WHAT THE EXERCISE ASKS: Please copy each line in the records below that contains the string "exact".

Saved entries
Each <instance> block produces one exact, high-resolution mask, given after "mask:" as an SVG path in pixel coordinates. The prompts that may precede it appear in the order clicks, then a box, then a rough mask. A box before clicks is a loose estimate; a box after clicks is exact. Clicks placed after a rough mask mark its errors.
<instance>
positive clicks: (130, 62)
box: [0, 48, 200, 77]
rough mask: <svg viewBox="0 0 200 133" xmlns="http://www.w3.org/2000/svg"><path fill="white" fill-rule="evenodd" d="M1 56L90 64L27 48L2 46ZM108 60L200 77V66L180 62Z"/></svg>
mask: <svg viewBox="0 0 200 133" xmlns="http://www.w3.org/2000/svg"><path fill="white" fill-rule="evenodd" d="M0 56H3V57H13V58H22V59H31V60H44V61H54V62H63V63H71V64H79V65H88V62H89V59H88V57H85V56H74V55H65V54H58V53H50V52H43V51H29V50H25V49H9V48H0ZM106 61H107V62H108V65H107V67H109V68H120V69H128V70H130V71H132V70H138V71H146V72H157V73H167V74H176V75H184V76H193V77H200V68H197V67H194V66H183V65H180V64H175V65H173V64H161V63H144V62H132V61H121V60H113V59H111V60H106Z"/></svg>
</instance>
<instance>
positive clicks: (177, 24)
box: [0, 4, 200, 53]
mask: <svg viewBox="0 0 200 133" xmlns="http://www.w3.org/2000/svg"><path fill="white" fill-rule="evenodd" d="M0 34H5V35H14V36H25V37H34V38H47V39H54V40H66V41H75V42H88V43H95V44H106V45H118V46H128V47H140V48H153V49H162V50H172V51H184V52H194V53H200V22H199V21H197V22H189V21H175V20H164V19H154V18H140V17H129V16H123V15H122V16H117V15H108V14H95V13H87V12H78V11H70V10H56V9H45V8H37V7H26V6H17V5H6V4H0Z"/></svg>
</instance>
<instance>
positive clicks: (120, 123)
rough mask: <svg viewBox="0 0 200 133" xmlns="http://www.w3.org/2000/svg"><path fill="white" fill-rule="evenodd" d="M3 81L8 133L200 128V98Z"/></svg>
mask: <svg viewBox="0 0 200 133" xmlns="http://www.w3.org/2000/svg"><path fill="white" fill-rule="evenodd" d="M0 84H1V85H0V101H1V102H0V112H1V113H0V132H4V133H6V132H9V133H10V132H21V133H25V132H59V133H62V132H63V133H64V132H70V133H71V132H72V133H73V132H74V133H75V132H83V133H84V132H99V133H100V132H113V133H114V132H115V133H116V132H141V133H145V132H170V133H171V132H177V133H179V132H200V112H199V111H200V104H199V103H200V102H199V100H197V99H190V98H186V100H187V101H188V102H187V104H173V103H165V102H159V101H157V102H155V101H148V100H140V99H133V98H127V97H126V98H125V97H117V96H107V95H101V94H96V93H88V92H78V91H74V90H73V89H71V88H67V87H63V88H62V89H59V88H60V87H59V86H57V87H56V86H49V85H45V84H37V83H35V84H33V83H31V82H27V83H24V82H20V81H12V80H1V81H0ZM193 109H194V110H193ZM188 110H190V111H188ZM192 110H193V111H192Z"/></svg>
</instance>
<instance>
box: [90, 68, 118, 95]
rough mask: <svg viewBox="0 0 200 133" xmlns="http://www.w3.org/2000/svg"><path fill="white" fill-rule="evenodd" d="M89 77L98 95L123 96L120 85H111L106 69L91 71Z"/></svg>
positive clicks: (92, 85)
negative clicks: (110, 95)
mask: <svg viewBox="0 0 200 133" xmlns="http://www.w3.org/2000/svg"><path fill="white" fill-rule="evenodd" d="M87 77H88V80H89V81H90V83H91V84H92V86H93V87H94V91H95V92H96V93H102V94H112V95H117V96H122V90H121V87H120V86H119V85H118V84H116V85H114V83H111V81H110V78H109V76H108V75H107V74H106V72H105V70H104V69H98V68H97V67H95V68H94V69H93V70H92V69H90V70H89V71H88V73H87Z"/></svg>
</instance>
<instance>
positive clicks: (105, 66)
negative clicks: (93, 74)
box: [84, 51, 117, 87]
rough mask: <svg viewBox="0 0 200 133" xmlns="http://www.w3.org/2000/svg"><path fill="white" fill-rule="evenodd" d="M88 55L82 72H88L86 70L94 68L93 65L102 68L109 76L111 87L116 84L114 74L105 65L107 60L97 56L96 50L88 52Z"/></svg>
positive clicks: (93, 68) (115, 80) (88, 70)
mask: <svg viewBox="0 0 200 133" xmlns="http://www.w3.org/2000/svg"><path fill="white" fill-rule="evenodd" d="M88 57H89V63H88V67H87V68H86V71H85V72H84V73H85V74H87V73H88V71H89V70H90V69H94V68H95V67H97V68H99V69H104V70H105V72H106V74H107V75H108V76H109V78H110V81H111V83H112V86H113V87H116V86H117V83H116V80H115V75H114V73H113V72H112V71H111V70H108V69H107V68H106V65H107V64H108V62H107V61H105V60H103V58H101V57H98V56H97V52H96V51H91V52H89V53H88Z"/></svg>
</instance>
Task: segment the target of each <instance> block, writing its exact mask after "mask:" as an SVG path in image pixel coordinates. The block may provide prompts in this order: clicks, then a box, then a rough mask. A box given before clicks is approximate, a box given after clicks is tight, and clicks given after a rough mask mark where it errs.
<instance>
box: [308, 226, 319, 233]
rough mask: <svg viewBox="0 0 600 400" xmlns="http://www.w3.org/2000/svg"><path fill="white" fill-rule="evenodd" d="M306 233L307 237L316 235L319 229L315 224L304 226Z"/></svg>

WRITTEN SOLUTION:
Each <instance> block produces one exact, high-resolution mask, given after "mask:" as an SVG path in pixel coordinates. The prompts that may precede it appear in the order clicks, then a box, then a rough mask. A box before clicks is a loose estimate; a box after clicks is exact. Clicks placed after a rough mask mark its errors.
Task: segment the target of each <instance> block, writing its exact mask after "mask:" as an SVG path in image pixel coordinates. The block may provide prompts in this order: clicks, then a box, then a rough mask. A box given before clicks is approximate, a box given after clicks is tight, and clicks given after a rough mask mark where it errs.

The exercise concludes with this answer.